* _Your assignment_
Which lines of the entries below run from the one holding "lid shown above." to the one holding "bellows shown above.", inclusive? Set down exactly those lines and no others.

* _Record set_

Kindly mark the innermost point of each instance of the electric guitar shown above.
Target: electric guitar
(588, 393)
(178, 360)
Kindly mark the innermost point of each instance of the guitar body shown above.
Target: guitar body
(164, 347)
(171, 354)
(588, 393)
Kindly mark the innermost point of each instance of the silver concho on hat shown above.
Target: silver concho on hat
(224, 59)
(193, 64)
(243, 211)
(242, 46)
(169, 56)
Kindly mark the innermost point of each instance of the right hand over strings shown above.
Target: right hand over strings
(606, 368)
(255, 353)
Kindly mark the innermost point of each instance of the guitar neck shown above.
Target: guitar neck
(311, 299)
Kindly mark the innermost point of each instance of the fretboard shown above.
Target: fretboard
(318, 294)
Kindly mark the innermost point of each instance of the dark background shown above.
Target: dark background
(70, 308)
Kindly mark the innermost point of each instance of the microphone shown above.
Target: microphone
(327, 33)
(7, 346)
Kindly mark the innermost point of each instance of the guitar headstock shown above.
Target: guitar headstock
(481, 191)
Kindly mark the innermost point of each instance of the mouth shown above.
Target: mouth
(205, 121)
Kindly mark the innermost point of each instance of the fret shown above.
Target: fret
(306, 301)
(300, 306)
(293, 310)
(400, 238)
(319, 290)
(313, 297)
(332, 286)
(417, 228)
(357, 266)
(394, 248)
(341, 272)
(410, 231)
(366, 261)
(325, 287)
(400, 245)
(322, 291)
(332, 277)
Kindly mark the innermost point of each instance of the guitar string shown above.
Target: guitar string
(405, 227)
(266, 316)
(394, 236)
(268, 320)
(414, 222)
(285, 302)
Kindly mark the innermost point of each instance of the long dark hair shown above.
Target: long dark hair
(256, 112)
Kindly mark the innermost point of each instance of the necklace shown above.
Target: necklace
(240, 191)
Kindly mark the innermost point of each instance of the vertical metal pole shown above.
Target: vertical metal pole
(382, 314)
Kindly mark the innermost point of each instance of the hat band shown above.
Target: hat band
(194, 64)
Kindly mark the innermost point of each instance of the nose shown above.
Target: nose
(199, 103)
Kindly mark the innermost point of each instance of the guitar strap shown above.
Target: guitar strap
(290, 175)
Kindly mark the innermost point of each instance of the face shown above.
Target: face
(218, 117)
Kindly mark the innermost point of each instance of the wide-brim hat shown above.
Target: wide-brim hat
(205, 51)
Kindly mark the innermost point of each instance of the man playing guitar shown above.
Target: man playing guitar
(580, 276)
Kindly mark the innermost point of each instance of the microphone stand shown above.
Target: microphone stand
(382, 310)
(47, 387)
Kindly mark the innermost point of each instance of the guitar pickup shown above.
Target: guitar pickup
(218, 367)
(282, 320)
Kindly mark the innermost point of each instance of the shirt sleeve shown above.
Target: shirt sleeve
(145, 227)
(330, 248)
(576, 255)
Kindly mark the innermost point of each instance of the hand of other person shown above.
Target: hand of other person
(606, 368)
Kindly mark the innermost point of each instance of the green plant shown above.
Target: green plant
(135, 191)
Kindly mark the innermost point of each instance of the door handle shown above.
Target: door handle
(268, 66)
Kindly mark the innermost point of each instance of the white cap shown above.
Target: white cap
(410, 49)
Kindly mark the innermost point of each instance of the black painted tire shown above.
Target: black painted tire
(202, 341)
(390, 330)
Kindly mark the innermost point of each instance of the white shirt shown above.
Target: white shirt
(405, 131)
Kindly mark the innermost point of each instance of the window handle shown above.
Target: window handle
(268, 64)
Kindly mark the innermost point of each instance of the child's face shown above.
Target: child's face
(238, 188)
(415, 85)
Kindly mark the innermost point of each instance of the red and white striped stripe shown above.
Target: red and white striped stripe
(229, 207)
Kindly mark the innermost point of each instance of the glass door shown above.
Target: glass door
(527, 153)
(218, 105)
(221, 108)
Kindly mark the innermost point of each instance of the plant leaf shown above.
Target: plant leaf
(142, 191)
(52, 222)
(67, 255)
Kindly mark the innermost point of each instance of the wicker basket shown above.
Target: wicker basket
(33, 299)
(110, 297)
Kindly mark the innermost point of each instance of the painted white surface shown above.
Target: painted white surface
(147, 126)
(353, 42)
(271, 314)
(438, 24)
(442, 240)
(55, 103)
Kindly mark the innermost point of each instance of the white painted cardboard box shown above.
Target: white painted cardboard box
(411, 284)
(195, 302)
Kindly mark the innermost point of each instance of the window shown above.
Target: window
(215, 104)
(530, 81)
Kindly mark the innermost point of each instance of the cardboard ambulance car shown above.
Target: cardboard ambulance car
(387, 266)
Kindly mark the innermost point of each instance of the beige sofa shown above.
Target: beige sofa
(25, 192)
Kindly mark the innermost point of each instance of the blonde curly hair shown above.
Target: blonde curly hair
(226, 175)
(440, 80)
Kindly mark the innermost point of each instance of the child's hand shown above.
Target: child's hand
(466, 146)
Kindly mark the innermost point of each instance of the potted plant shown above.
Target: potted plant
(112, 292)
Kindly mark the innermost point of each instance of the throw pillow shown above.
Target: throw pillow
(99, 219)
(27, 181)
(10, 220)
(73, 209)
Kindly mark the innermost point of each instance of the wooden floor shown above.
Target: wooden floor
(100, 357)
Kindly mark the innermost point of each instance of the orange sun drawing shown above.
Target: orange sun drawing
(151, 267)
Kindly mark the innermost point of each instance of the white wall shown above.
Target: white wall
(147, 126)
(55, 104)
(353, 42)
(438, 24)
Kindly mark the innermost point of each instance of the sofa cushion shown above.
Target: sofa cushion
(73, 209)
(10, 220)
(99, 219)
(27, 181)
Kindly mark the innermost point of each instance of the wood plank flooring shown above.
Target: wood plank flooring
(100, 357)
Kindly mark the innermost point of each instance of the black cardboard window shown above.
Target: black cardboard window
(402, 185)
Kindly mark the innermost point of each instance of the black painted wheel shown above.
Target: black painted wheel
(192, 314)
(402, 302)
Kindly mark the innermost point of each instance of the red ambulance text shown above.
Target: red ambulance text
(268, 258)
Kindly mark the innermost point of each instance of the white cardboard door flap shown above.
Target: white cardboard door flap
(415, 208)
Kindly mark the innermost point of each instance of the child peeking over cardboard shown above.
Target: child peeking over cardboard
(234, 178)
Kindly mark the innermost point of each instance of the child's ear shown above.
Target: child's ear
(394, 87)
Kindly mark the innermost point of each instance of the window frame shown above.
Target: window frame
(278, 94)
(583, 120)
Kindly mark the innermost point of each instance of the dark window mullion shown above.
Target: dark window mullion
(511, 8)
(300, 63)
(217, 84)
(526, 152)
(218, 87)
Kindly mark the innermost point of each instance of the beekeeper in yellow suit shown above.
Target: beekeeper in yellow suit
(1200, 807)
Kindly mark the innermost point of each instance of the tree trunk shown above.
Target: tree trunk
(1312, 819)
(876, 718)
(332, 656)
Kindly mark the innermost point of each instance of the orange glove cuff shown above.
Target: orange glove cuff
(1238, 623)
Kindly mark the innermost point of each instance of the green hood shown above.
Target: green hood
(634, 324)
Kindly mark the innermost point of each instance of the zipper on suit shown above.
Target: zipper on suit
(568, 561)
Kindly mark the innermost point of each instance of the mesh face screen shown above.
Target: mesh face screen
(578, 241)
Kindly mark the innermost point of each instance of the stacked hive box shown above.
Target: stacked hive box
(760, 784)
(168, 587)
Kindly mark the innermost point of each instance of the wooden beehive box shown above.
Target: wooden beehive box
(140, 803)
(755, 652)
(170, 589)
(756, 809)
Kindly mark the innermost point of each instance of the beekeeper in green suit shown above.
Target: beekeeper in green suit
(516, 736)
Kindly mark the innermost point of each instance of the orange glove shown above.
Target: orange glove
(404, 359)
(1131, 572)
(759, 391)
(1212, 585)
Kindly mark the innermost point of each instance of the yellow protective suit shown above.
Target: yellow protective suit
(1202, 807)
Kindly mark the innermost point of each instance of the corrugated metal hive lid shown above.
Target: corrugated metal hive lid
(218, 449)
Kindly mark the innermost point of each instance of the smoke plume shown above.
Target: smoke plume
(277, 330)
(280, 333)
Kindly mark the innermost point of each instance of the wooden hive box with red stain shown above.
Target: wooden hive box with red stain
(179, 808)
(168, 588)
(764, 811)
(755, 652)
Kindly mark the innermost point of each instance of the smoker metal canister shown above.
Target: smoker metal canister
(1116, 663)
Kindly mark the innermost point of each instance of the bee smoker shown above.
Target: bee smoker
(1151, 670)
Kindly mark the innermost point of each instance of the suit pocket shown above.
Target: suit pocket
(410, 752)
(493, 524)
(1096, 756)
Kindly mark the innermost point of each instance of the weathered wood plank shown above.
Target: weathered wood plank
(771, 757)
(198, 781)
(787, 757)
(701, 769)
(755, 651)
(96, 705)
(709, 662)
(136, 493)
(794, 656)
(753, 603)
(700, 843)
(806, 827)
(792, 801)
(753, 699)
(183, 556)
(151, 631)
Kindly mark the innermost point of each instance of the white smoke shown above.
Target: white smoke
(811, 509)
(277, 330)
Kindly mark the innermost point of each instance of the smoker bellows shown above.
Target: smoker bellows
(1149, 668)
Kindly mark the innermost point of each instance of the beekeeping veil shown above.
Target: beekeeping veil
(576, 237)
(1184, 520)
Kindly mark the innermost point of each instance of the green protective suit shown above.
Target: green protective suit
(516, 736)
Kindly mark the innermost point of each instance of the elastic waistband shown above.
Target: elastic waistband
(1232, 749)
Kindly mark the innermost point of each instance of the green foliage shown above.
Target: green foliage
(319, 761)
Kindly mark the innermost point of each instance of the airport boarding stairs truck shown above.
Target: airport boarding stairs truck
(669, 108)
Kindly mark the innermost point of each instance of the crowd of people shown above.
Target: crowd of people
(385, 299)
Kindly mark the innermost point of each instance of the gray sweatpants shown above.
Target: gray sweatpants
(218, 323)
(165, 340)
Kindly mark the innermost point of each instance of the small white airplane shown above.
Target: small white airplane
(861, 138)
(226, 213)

* _Result_
Kindly mark the innermost point of each instance of the corrugated metal hive lid shown above.
Target: corrugated metal hive lid
(218, 449)
Kindly mark the innermost point of each instance of the smoke plume shown above.
Target: smoke plume
(277, 330)
(280, 333)
Kindly mark the innermost point of each instance of the wooden hive box with red stain shown above.
Target: wooden hive box with red stain
(179, 808)
(168, 588)
(764, 811)
(755, 652)
Kindly mark the innermost point of each instance of the smoker metal canister shown above.
Target: smoker metal canister
(1116, 663)
Kindly mark the innermost point of each instance of the bee smoker shown above.
Target: bee smoker
(1151, 670)
Kindly mark the innermost point of each instance of the suit pocket shown above.
Target: suit pocket
(410, 752)
(493, 524)
(1096, 756)
Kindly mark the innermost point of each instance of the weathered wood plank shown above.
Target: weathered wood plank
(771, 757)
(198, 781)
(787, 757)
(701, 769)
(755, 651)
(96, 705)
(709, 662)
(136, 493)
(794, 656)
(753, 603)
(700, 843)
(806, 827)
(792, 801)
(753, 699)
(183, 556)
(151, 631)
Kindly mark the innermost point of each instance of the white smoke shown above.
Target: white smoke
(811, 509)
(277, 330)
Kindly mark the innermost point of each instance of the smoker bellows shown above.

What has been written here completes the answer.